PASSAGE GIVEN
▶
David S. Regnery
About David S. Regnery
Independent director of L3Harris Technologies (LHX) since October 15, 2024; age 62. He is Chair and CEO of Trane Technologies plc (CEO since 2021; Chair since January 2022; previously President & COO 2020–2021, EVP 2017–2019). L3Harris classifies him as independent under NYSE and company standards following the Board’s February 2025 review.
Past Roles
| Organization | Role | Tenure | Committees/Impact |
|---|---|---|---|
| Trane Technologies plc | Chair & CEO | Chair since Jan 2022; CEO since 2021 | Leads strategy and operations; prior President & COO (2020–2021) and EVP (2017–2019) |
| L3Harris Technologies | Independent Director | Since Oct 15, 2024 | Newly appointed; no L3Harris committee assignments to date |
External Roles
| Organization | Role | Since | Committees |
|---|---|---|---|
| Trane Technologies plc | Director (as CEO/Chair) | 2021 | Not specified in LHX proxy |
Board Governance
- Independence: Board determined all directors except the Chair/CEO (Kubasik) are independent; Regnery listed as an independent director.
- Committee assignments: None at L3Harris as of the 2025 proxy.
- Attendance: 2024 Board attendance 100% overall; committee meetings 99%; Annual Meeting 100% (aggregate board metrics).
- Years of service on LHX board: Since Oct 15, 2024.
- Overboarding/compliance: L3Harris limits executive officers of public companies to one other public company board in addition to L3Harris; February 2025 review confirmed all nominees complied. Regnery serves at Trane plus L3Harris—within limits.
- Stock ownership guideline for directors: 5x annual cash retainer (5 × $150,000 = $750,000) within five years of election/appointment.
- Hedging/pledging ban and executive sessions: Short sales, hedging, derivatives, and pledging prohibited; independent directors meet in executive session each regular meeting.
Fixed Compensation
| Component | Policy / Amount | Notes |
|---|---|---|
| Annual cash retainer (Board member) | $150,000 | Effective for 2024/2025 |
| Equity retainer (Director Share Units) | $190,000 | Granted annually; vests in ~1 year, paid in LHX shares (deferrable) |
| Lead Independent Director fee | $50,000 | Cash |
| Committee Chair fees | Audit $30,000; Compensation $25,000; Other Committee $20,000 | Cash |
| Meeting fees | None | No additional meeting fees |
| Deferral plan | Available for cash and DSUs; dividend equivalents; CIC cash-out if permitted | 2019 Non-Employee Director Deferred Compensation Plan |
FY2024 director compensation (pro‑rated for partial year service):
| Metric | Amount ($) |
|---|---|
| Fees Earned or Paid in Cash | 31,740 |
| Stock Awards (grant-date fair value) | 96,765 |
| All Other Compensation | 0 |
| Total | 128,505 |
Vesting/key terms:
- Director share units vest on the one-year anniversary of grant (subject to continued service); pro‑rated awards for mid‑year appointments.
Performance Compensation
- Directors do not receive performance-based bonuses; equity is time-based director share units (not tied to financial metrics).
Other Directorships & Interlocks
| Company | Relationship to LHX | Role/Interlock | Risk Note |
|---|---|---|---|
| Trane Technologies plc | Unrelated sector (HVAC/industrial); not disclosed as LHX customer/supplier | Chair & CEO; Board member | Board determined Regnery is independent; no related‑party transactions disclosed for him in LHX proxy. |
Expertise & Qualifications
- Strategic planning, capital raising, financial planning, ERM, IR; international operations and environmental/renewable matters; public company governance and executive compensation.
◀
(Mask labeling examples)
▶
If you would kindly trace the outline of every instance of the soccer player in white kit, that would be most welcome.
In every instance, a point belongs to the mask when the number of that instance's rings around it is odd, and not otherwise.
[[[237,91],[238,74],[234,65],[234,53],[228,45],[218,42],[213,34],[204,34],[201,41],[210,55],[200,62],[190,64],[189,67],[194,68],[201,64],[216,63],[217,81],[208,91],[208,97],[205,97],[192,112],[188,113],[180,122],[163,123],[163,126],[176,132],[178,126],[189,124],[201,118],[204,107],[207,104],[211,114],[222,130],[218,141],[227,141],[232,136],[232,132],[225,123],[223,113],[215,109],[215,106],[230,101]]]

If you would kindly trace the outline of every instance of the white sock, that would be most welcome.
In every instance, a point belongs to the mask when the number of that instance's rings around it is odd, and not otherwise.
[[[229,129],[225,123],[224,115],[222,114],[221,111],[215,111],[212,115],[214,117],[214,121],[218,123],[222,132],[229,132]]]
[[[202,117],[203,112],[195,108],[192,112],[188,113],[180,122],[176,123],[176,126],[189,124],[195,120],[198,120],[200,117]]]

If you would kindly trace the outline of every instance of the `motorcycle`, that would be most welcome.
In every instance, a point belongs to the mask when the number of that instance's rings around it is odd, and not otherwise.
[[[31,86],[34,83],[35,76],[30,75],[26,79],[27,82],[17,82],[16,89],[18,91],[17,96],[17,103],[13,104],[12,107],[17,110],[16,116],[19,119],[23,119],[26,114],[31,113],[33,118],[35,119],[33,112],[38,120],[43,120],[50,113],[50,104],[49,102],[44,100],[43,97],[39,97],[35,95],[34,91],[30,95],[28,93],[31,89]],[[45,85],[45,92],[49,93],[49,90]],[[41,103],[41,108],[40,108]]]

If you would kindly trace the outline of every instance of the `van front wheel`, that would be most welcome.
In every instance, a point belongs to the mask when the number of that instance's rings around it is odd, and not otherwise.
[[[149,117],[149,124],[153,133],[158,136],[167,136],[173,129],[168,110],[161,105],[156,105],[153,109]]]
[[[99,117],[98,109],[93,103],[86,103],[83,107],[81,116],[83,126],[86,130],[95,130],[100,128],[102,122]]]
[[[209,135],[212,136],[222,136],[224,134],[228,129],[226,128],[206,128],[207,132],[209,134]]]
◀
OBJECTIVE A
Edit the stretch of the David S. Regnery profile from "- Years of service" through "years of election/appointment." and reproduce it with "within five years" changed to "within three years".
OBJECTIVE B
According to the David S. Regnery profile, what annual cash retainer does a board member receive?
OBJECTIVE C
Write the next part of the David S. Regnery profile, starting after its last sentence.

RIGHT ANSWER A
- Years of service on LHX board: Since Oct 15, 2024.
- Overboarding/compliance: L3Harris limits executive officers of public companies to one other public company board in addition to L3Harris; February 2025 review confirmed all nominees complied. Regnery serves at Trane plus L3Harris—within limits.
- Stock ownership guideline for directors: 5x annual cash retainer (5 × $150,000 = $750,000) within three years of election/appointment.

RIGHT ANSWER B
$150,000.

RIGHT ANSWER C
Equity Ownership
| Item | Amount |
|---|---|
| Shares owned (beneficial) | 413 shares (less than 1% of outstanding) |
| Unvested director share units | ~392.93 units as of Jan 3, 2025 (from 2024 pro‑rated grant) |
| Options (director) | None disclosed |
| Pledged shares | None; pledging prohibited by policy |
| Ownership guideline | 5× $150k cash retainer ($750k) within 5 years of appointment |
| Deferral elections | May defer cash fees and DSUs; credited as stock units with dividend equivalents |
Footnotes:
- Beneficial ownership table includes unvested director share units in the “Shares Owned” column; Regnery’s figure includes his pro‑rated DSUs.
Governance Assessment
- Alignment and independence: Newly appointed independent director with operating CEO experience; passes independence review; no pledging or hedging allowed.
- Time/overboarding risk: As a sitting public-company CEO, he is limited to one other public board; L3Harris confirmed compliance in Feb 2025. This mitigates overboarding risk.
- Compensation alignment: Standard L3Harris director pay structure (cash + time‑based DSUs), with clear vesting and deferral features; no options or performance bonuses for directors—limits pay risk and complexity.
- Ownership alignment: Low current share count due to recent appointment; policy requires building to 5× cash retainer within five years.
- Related‑party/conflict oversight: Nominating & Governance Committee reviews any related‑person transactions; none disclosed for Regnery.
- Board effectiveness signals: Overall Board and committee attendance at/near 100% in 2024; robust executive sessions; independent committee structure; suggests strong oversight environment into which Regnery integrates.
- Shareholder sentiment context: 2025 Say‑on‑Pay passed (For 114,874,152; Against 40,094,600; Abstain 1,116,212), signaling generally supportive investor posture toward compensation governance.
RED FLAGS: None disclosed specific to Regnery. Monitor for:
- Potential time‑commitment strain given dual role as Trane CEO/Chair (mitigated by policy oversight).
- Ownership guideline progress (new director; ramp‑up period applies).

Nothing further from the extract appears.